What the task asks: Extract every line between the one with "Could you mark the distant skyline" and the end of the entries, both included, word for word and free of pictures.

Dataset excerpt:
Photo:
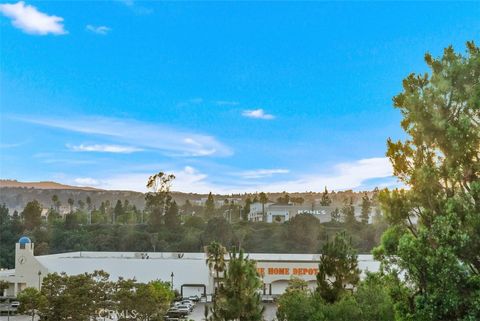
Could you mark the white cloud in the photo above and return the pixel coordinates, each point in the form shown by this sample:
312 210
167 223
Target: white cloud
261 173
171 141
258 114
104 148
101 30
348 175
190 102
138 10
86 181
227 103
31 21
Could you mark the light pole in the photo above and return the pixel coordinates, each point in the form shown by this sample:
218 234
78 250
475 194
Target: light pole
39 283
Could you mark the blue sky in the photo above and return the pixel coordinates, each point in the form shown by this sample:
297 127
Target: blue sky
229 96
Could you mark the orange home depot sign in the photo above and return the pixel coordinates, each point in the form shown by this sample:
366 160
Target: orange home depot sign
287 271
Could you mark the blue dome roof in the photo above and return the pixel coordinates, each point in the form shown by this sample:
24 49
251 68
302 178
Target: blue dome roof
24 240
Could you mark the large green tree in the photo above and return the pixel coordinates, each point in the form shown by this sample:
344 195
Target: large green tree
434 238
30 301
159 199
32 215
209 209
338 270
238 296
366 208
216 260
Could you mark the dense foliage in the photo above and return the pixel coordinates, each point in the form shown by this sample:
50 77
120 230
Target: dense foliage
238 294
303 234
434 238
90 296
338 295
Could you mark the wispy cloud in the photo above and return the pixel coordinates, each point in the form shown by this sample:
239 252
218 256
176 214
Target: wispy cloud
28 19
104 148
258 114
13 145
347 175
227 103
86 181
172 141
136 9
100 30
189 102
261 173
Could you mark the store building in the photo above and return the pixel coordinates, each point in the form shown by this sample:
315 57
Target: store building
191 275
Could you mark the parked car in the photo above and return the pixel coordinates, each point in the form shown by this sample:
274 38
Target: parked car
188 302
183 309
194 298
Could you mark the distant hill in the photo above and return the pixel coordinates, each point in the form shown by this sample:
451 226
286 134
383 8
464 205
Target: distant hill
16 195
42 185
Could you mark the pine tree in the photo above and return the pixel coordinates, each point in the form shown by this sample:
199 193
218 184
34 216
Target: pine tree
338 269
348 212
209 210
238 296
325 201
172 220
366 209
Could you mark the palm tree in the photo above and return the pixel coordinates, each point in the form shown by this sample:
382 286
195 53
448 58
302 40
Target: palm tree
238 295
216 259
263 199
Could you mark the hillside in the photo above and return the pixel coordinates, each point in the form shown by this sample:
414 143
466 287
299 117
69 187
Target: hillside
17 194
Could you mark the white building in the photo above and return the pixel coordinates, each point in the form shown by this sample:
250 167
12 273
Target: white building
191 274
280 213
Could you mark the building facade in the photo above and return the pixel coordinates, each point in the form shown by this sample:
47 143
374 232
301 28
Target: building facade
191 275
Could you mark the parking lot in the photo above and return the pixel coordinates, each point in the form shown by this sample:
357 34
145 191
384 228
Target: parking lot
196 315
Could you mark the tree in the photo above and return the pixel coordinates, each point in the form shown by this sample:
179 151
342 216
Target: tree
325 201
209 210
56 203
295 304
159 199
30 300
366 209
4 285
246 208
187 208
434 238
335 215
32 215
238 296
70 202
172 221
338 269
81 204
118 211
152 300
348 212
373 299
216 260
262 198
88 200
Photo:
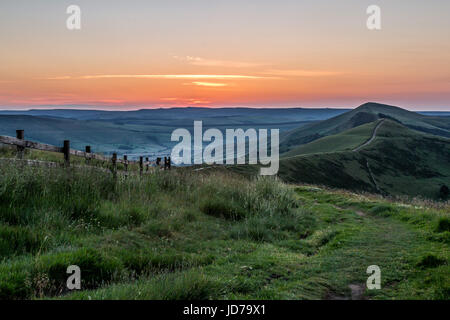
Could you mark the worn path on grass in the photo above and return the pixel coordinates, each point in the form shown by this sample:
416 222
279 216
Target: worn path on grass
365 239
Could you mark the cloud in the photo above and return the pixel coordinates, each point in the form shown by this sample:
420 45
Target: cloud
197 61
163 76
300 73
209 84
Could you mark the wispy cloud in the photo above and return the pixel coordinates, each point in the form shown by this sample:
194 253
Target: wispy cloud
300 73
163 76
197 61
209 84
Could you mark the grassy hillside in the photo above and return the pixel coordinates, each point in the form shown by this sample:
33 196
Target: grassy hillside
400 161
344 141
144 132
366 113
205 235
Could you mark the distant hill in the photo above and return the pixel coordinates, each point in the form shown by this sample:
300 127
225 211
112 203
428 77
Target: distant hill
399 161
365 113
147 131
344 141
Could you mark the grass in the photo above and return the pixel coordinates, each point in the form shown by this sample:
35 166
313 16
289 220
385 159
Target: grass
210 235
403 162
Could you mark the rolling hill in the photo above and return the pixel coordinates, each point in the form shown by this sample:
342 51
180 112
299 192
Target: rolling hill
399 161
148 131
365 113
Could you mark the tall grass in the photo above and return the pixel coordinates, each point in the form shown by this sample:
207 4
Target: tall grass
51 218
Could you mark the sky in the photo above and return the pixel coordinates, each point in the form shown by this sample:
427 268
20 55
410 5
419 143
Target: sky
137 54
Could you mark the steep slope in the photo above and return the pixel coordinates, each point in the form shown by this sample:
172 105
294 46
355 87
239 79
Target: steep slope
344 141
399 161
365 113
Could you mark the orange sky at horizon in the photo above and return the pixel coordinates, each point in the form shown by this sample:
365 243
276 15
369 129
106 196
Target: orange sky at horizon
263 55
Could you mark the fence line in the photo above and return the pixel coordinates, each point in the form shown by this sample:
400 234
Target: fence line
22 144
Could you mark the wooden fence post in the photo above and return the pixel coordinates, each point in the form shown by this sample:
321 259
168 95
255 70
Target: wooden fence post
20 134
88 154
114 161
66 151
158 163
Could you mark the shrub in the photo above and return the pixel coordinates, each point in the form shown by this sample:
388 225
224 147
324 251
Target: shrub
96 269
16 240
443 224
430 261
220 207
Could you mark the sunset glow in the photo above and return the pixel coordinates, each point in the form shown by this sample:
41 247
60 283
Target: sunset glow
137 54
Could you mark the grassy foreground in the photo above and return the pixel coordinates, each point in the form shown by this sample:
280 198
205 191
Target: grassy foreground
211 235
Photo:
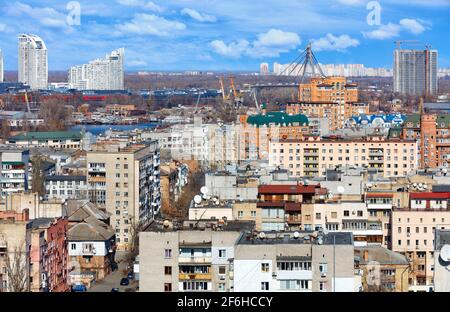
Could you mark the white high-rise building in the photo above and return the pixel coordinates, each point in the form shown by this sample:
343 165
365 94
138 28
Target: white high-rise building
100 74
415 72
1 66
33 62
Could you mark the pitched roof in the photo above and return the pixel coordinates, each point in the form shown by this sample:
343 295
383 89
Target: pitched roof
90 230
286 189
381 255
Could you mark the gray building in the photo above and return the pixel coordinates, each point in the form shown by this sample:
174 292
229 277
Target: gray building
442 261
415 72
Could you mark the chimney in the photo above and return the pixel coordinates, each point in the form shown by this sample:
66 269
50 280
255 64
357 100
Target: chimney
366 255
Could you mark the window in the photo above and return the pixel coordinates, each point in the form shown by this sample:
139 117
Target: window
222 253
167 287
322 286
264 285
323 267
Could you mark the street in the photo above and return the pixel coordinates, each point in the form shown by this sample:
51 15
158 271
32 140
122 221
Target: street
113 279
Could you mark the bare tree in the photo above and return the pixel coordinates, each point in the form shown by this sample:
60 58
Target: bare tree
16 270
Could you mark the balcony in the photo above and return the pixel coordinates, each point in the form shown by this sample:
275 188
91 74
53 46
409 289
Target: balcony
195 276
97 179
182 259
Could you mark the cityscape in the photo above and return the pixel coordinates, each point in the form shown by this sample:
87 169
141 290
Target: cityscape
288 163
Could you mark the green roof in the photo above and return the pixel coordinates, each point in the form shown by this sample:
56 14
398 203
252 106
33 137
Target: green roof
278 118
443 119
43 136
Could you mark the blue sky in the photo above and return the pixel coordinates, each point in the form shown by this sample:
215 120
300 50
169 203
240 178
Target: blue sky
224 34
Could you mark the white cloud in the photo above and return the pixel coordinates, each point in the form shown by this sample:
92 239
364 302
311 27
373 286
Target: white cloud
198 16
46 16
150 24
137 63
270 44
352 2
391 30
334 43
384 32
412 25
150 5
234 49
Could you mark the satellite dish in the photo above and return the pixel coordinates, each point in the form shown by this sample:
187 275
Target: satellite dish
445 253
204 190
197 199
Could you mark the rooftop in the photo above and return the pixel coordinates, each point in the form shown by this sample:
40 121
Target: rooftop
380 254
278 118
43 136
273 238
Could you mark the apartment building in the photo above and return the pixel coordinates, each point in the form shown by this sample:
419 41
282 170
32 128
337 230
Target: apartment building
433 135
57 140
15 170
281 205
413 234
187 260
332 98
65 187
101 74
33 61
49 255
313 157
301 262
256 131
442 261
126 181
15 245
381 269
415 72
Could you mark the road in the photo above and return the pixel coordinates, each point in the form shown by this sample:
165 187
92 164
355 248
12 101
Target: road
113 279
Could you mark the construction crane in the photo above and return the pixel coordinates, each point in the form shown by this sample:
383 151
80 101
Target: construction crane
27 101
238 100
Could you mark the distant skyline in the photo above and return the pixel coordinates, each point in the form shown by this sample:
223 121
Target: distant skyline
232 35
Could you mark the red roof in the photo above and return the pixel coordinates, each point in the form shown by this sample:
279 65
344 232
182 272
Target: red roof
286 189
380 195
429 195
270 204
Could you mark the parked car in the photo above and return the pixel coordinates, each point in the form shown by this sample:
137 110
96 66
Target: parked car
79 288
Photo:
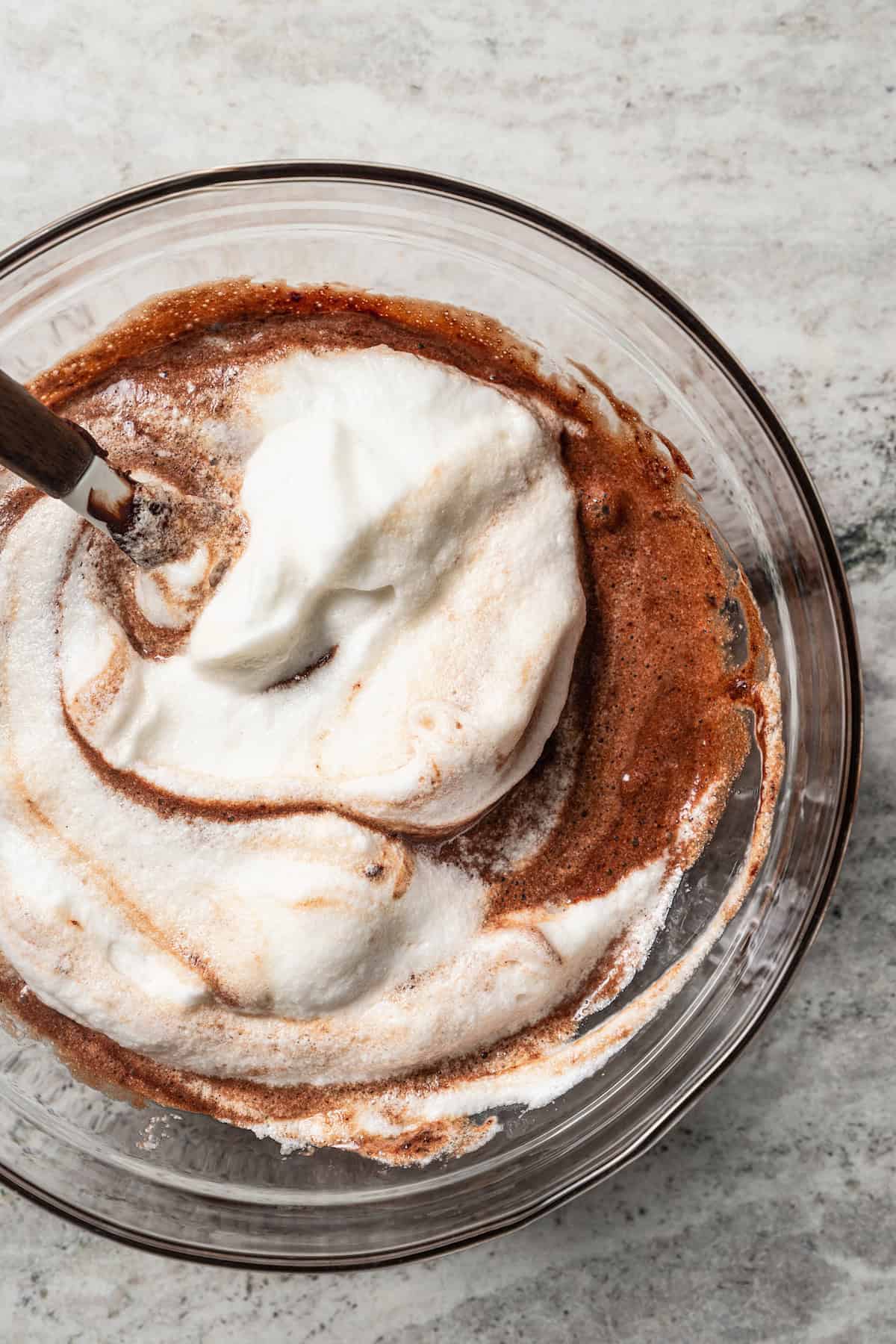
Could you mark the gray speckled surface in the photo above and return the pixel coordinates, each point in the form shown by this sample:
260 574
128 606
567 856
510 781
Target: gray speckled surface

Solved problem:
Could you mark the distant skyline in the photo above and return the pixel coordinates, each point in the form shown by this sample:
223 121
Target: distant skyline
232 35
Could you mark the red roof in the photo above and return the pixel coordinates, each point in the form shown by this sample:
279 65
344 232
182 272
Target: red roof
286 189
380 195
429 195
270 204
Could you mark the parked car in the photo above and return the pixel coordinates, each point in the form shown by this sample:
137 110
96 66
Target: parked car
79 288
Photo:
Could you mark the gray speckled surface in the photo above and return the pixel coordinates, each point in the form shown by this sample:
260 574
128 606
567 856
510 781
Target: gray speckled surface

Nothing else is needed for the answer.